-------- Input data --------

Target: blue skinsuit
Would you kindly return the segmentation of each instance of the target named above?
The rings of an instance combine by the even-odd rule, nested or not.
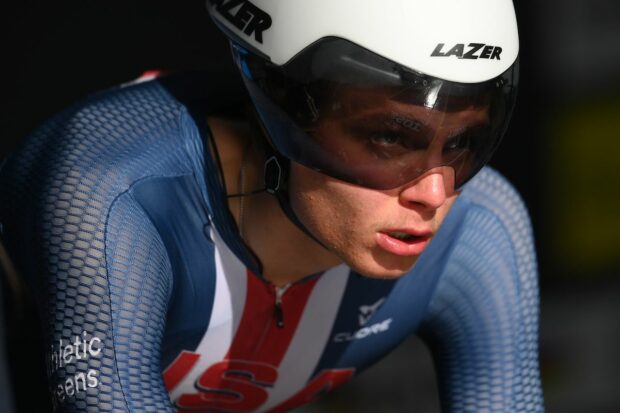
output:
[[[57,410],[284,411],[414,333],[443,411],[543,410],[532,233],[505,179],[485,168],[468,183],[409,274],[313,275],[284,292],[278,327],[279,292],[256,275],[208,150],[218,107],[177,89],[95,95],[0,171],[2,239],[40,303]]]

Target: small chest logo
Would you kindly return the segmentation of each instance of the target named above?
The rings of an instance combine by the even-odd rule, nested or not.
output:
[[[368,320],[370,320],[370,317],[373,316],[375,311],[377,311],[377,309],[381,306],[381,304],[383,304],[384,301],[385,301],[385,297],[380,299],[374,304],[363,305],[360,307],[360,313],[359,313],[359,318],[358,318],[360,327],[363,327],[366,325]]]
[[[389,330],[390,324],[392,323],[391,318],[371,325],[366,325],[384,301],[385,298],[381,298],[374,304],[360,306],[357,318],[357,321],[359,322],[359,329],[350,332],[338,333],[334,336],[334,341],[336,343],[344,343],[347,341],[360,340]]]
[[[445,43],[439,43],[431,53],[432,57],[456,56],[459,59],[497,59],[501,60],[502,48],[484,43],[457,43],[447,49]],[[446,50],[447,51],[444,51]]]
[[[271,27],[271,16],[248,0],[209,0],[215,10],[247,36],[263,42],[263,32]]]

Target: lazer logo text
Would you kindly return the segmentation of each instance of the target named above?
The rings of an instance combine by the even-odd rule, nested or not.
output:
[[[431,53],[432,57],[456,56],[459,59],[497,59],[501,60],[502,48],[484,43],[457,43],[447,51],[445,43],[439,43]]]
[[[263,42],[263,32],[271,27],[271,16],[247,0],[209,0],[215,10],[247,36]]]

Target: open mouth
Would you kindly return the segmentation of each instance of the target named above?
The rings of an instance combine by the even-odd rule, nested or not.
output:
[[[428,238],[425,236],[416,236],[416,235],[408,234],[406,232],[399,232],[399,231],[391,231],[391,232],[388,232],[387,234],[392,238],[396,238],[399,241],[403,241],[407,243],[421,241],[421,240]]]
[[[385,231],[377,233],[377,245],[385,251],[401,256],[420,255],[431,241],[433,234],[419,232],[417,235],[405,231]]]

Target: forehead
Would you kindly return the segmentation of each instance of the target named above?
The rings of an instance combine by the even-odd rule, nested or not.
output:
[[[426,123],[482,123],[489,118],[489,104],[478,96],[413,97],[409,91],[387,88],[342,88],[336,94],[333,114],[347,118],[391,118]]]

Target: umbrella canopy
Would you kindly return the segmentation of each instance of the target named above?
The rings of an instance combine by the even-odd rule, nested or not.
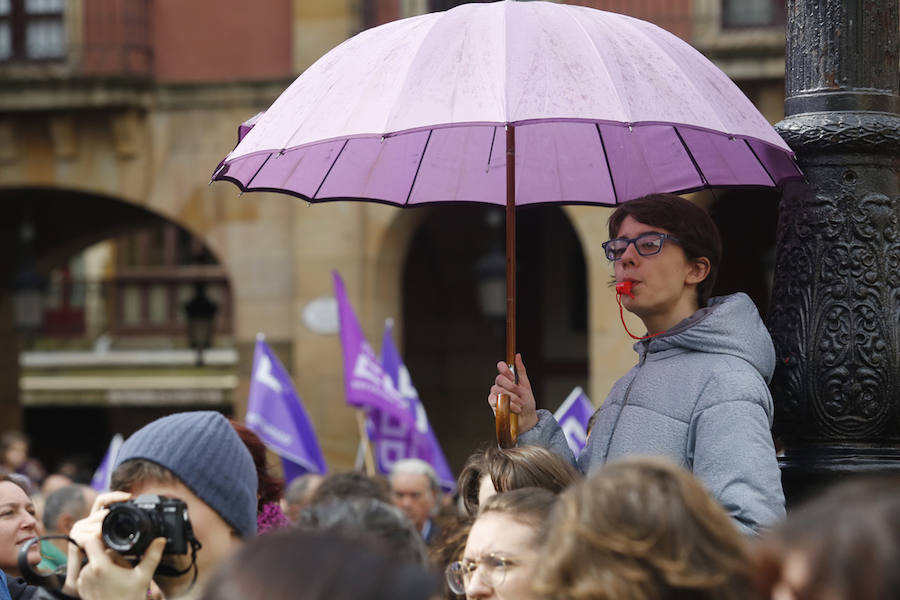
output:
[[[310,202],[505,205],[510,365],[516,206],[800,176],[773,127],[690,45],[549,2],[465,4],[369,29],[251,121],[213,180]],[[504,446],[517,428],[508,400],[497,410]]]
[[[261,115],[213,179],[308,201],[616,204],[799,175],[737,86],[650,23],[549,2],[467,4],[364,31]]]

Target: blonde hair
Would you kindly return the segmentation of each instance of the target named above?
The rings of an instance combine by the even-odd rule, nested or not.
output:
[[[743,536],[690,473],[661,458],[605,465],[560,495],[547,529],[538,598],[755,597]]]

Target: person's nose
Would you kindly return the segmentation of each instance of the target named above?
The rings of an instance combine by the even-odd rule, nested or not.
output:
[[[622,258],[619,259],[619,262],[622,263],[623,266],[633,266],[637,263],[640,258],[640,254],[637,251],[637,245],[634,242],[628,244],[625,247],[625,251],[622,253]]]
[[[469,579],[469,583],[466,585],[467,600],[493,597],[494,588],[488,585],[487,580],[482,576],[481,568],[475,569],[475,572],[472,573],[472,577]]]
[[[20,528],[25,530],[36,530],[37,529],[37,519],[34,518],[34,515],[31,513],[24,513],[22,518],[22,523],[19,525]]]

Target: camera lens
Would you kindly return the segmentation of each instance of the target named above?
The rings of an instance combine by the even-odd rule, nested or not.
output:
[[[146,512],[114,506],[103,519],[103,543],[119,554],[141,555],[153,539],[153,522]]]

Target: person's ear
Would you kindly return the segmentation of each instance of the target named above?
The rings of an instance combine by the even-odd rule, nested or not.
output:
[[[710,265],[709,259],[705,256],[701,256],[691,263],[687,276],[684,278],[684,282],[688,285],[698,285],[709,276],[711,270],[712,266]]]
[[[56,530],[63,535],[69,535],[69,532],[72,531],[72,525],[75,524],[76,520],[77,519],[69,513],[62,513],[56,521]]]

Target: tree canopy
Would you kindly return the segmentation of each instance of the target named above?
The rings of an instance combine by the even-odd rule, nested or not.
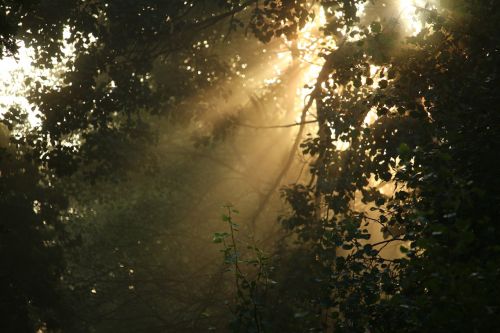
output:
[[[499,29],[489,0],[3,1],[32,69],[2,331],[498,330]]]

--------

Reproduce the entries above word for word. Pictures stay out.

Target: blue skinsuit
Would you kindly return the segmentation of each instance of the target named above?
The rings of an instance combine by the even-odd rule, nested or not.
output:
[[[57,410],[284,411],[414,333],[443,411],[543,410],[532,233],[505,179],[485,168],[468,183],[409,274],[313,275],[284,292],[278,327],[279,292],[256,275],[208,150],[218,107],[177,89],[95,95],[0,171],[2,239],[40,303]]]

Target: small chest logo
Would you kindly return the segmentation of each instance of the target named above?
The rings of an instance combine by the even-odd rule, nested or not.
output:
[[[368,320],[370,320],[370,317],[373,316],[375,311],[377,311],[377,309],[381,306],[381,304],[383,304],[384,301],[385,301],[385,297],[380,299],[374,304],[363,305],[360,307],[360,313],[359,313],[359,318],[358,318],[360,327],[363,327],[366,325]]]
[[[389,330],[390,324],[392,323],[391,318],[371,325],[366,325],[384,301],[385,298],[381,298],[374,304],[360,306],[357,318],[357,321],[359,322],[359,329],[350,332],[338,333],[334,336],[334,341],[336,343],[344,343],[347,341],[360,340]]]
[[[445,43],[439,43],[431,53],[432,57],[456,56],[459,59],[497,59],[501,60],[502,48],[484,43],[457,43],[447,49]],[[446,50],[447,51],[444,51]]]
[[[271,27],[271,16],[248,0],[209,0],[215,10],[247,36],[263,42],[263,32]]]

Target: lazer logo text
Would you kindly return the segmentation of each instance of the target named above?
The rings of an instance combine by the even-odd rule, nested or not.
output:
[[[431,53],[432,57],[456,56],[459,59],[497,59],[501,60],[502,48],[484,43],[457,43],[447,51],[445,43],[439,43]]]
[[[263,42],[263,32],[271,27],[271,16],[247,0],[209,0],[215,10],[247,36]]]

Target: open mouth
Would you kindly return the segmentation of each instance of the target named above?
The rings of an instance combine by the even-odd rule, nested or not.
output:
[[[428,238],[425,236],[416,236],[416,235],[408,234],[406,232],[399,232],[399,231],[391,231],[391,232],[388,232],[387,234],[392,238],[396,238],[399,241],[403,241],[407,243],[421,241],[421,240]]]
[[[385,231],[377,233],[377,245],[385,251],[401,256],[420,255],[431,241],[433,234],[419,232],[417,235],[405,231]]]

Target: forehead
Would you kindly return the segmentation of each instance of the target named above?
The rings of an instance combine by the even-odd rule, nested or not.
output:
[[[426,123],[482,123],[489,118],[489,104],[478,96],[413,97],[409,91],[387,88],[342,88],[336,94],[333,114],[347,118],[391,118]]]

Target: umbrella canopy
Would you kindly return the segmentation of each instance of the target named above?
The rings of an instance combine by the even-odd rule, nested or not.
output:
[[[310,202],[505,205],[510,365],[516,206],[800,176],[773,127],[690,45],[549,2],[465,4],[369,29],[251,121],[213,180]],[[504,446],[517,428],[508,400],[497,410]]]
[[[261,115],[213,179],[308,201],[616,204],[799,175],[737,86],[650,23],[549,2],[467,4],[364,31]]]

Target: blonde hair
Would you kindly return the segmentation of each instance of the target named above?
The rings of an instance combine by the even-odd rule, nested or not.
output:
[[[743,536],[690,473],[661,458],[605,465],[560,495],[547,529],[538,598],[755,597]]]

Target: person's nose
Would you kindly return the segmentation of each instance of the target named above?
The rings of an instance combine by the even-odd rule, nested or not.
output:
[[[622,258],[619,259],[619,262],[622,263],[623,266],[633,266],[637,263],[640,258],[640,254],[637,251],[637,245],[634,242],[628,244],[625,247],[625,251],[622,253]]]
[[[469,579],[469,583],[466,585],[467,600],[493,597],[494,588],[488,585],[487,580],[482,576],[481,568],[475,569],[475,572],[472,573],[472,577]]]
[[[20,528],[25,530],[36,530],[37,529],[37,519],[34,518],[34,515],[31,513],[24,513],[22,518],[22,523],[19,525]]]

Target: camera lens
Would you kindly return the segmentation of each instance of the target named above?
The rings of an instance combine by the even-odd rule, nested or not.
output:
[[[146,512],[114,506],[103,519],[103,543],[119,554],[141,555],[153,539],[153,522]]]

Target: person's ear
Would you kindly return the segmentation of each instance of the target named above?
The rings of an instance combine by the even-odd rule, nested or not.
output:
[[[710,265],[709,259],[705,256],[701,256],[691,263],[687,276],[684,278],[684,282],[688,285],[698,285],[709,276],[711,270],[712,266]]]
[[[56,530],[63,535],[69,535],[69,532],[72,531],[72,525],[75,524],[76,520],[77,519],[69,513],[62,513],[56,521]]]

Target: tree canopy
Would you kindly return the segmentation of each instance of the target named above?
The rings of an instance combine by the even-odd rule, nested or not.
output:
[[[499,29],[489,0],[3,1],[32,69],[2,331],[498,330]]]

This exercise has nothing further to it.